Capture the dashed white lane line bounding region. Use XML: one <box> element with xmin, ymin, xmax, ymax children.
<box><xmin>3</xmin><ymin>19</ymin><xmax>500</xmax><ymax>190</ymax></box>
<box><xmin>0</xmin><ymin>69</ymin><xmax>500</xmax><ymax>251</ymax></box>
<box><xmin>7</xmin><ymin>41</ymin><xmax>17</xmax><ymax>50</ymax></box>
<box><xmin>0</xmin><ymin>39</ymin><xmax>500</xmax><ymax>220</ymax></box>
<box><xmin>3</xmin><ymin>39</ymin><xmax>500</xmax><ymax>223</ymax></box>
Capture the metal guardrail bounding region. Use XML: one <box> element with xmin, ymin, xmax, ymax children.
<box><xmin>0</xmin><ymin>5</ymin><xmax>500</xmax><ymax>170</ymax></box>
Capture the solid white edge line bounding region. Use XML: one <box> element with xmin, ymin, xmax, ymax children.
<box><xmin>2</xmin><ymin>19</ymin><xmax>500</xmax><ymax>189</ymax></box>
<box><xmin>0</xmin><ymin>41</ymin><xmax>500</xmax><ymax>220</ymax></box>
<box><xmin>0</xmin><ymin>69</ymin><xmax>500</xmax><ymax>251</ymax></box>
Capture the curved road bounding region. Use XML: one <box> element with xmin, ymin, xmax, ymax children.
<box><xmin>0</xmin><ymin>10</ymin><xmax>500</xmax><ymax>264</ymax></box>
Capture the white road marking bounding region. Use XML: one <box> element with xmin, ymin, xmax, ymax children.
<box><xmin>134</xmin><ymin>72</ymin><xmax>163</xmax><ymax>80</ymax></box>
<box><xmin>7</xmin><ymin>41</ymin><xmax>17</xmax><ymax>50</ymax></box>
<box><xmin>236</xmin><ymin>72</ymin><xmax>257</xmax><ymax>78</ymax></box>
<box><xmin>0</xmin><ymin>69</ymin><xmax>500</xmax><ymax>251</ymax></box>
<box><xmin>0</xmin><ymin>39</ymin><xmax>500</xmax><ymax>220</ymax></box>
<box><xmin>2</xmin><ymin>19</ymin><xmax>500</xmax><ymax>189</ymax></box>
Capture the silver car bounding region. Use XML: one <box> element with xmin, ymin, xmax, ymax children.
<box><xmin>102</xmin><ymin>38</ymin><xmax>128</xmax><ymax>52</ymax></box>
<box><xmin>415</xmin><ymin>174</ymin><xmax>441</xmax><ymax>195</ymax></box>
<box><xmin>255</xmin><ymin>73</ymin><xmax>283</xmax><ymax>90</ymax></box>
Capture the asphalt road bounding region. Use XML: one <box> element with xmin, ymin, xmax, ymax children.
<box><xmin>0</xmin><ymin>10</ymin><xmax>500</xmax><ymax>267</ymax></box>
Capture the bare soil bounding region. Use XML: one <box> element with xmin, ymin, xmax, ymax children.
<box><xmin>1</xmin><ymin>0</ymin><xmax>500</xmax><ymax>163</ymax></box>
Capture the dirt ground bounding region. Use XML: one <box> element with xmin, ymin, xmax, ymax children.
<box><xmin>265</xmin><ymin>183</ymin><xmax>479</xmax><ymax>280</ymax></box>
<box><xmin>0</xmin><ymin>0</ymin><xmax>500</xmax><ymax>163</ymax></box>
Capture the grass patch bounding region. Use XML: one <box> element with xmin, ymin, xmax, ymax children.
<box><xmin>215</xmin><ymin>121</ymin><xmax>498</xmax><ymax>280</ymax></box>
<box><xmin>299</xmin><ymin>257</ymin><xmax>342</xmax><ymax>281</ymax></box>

● **TO BE DONE**
Could you update the records above by changing every "bounding region" to "bounding box" and leaving everything else as it is?

● **REPLY TO THE TASK**
Capture the dashed white lane line bounding box. Use XML: one <box> element with xmin, ymin, xmax, ymax children.
<box><xmin>3</xmin><ymin>19</ymin><xmax>500</xmax><ymax>190</ymax></box>
<box><xmin>0</xmin><ymin>69</ymin><xmax>500</xmax><ymax>251</ymax></box>
<box><xmin>7</xmin><ymin>41</ymin><xmax>17</xmax><ymax>50</ymax></box>
<box><xmin>0</xmin><ymin>39</ymin><xmax>500</xmax><ymax>220</ymax></box>
<box><xmin>3</xmin><ymin>39</ymin><xmax>500</xmax><ymax>223</ymax></box>
Capture the metal guardrail bounding box. Use XML: one <box> element with xmin, ymin, xmax, ymax children.
<box><xmin>0</xmin><ymin>5</ymin><xmax>500</xmax><ymax>170</ymax></box>
Capture the solid white edge line bounding box. Use XML: one <box> element with xmin, ymin, xmax, ymax children.
<box><xmin>2</xmin><ymin>19</ymin><xmax>500</xmax><ymax>189</ymax></box>
<box><xmin>0</xmin><ymin>41</ymin><xmax>500</xmax><ymax>220</ymax></box>
<box><xmin>0</xmin><ymin>69</ymin><xmax>500</xmax><ymax>251</ymax></box>
Capture the curved road bounding box. Use XML: one <box> element with xmin, ymin, xmax, ymax children.
<box><xmin>0</xmin><ymin>10</ymin><xmax>500</xmax><ymax>264</ymax></box>
Capture the white road marking bounding box. Use XML: one <box> element with xmin, ymin, xmax, ymax children.
<box><xmin>134</xmin><ymin>72</ymin><xmax>163</xmax><ymax>80</ymax></box>
<box><xmin>7</xmin><ymin>41</ymin><xmax>17</xmax><ymax>50</ymax></box>
<box><xmin>236</xmin><ymin>72</ymin><xmax>257</xmax><ymax>78</ymax></box>
<box><xmin>0</xmin><ymin>69</ymin><xmax>500</xmax><ymax>251</ymax></box>
<box><xmin>0</xmin><ymin>39</ymin><xmax>500</xmax><ymax>220</ymax></box>
<box><xmin>2</xmin><ymin>19</ymin><xmax>500</xmax><ymax>189</ymax></box>
Capture the silver car bounding box. Use XML: one <box> element with xmin, ymin, xmax, ymax children.
<box><xmin>102</xmin><ymin>38</ymin><xmax>128</xmax><ymax>52</ymax></box>
<box><xmin>415</xmin><ymin>174</ymin><xmax>441</xmax><ymax>195</ymax></box>
<box><xmin>255</xmin><ymin>73</ymin><xmax>283</xmax><ymax>90</ymax></box>
Capture the asphalt road bounding box. Use XML: one <box> element with xmin, ymin, xmax, ymax children.
<box><xmin>0</xmin><ymin>10</ymin><xmax>500</xmax><ymax>267</ymax></box>
Capture the bare soil bounding box. Use XML: one <box> element with xmin, ymin, xmax, ymax children.
<box><xmin>1</xmin><ymin>0</ymin><xmax>500</xmax><ymax>163</ymax></box>
Capture the dirt ground bounding box. Use XML: one <box> element with xmin, ymin, xmax, ymax children.
<box><xmin>265</xmin><ymin>183</ymin><xmax>479</xmax><ymax>280</ymax></box>
<box><xmin>0</xmin><ymin>0</ymin><xmax>500</xmax><ymax>163</ymax></box>
Capture the grass patch bounding box. Use XML: one <box> element with xmin, ymin, xmax, ymax children.
<box><xmin>215</xmin><ymin>121</ymin><xmax>498</xmax><ymax>280</ymax></box>
<box><xmin>299</xmin><ymin>257</ymin><xmax>342</xmax><ymax>281</ymax></box>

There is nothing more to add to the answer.